▶ [Do this] Repeat each line of the entries below word for word, leaving the pictures out of your reply.

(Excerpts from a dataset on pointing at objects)
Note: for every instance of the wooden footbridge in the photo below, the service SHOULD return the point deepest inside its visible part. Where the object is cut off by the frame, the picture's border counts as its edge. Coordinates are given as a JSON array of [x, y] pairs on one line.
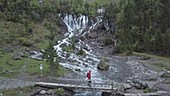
[[97, 85]]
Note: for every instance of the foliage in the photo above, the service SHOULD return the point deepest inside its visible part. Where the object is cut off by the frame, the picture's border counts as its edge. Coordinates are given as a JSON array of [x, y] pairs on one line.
[[141, 25]]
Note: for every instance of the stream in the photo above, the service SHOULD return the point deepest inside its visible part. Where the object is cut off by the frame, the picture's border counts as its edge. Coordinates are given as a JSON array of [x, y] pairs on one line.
[[120, 70]]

▶ [Correct response]
Note: for every instance of the wooden footbridge in the photo below, the service SHOULD return the point deepest inside its visible part. Where the object is cut off by the frame, the picture's border counts as its edge. Coordinates are given as a JSON array of [x, y] pairs on one line.
[[97, 85]]
Note: for every instance of the foliage in the photo above, the service SHOULD return the point deepest inside its visible part. Where the object is cut off by the frame, the picture's border counts as its edge. Coordinates are given as a JSON array of [x, y] pairs on one line.
[[141, 25]]
Note: for every instance of the stream in the photo above, the service SHOULD return the point deepest inside its visible part. Where the object is cut off by the frame, the picture's border counts as its edge. Coordinates are given as a JSON array of [x, y] pairs on one line.
[[120, 70]]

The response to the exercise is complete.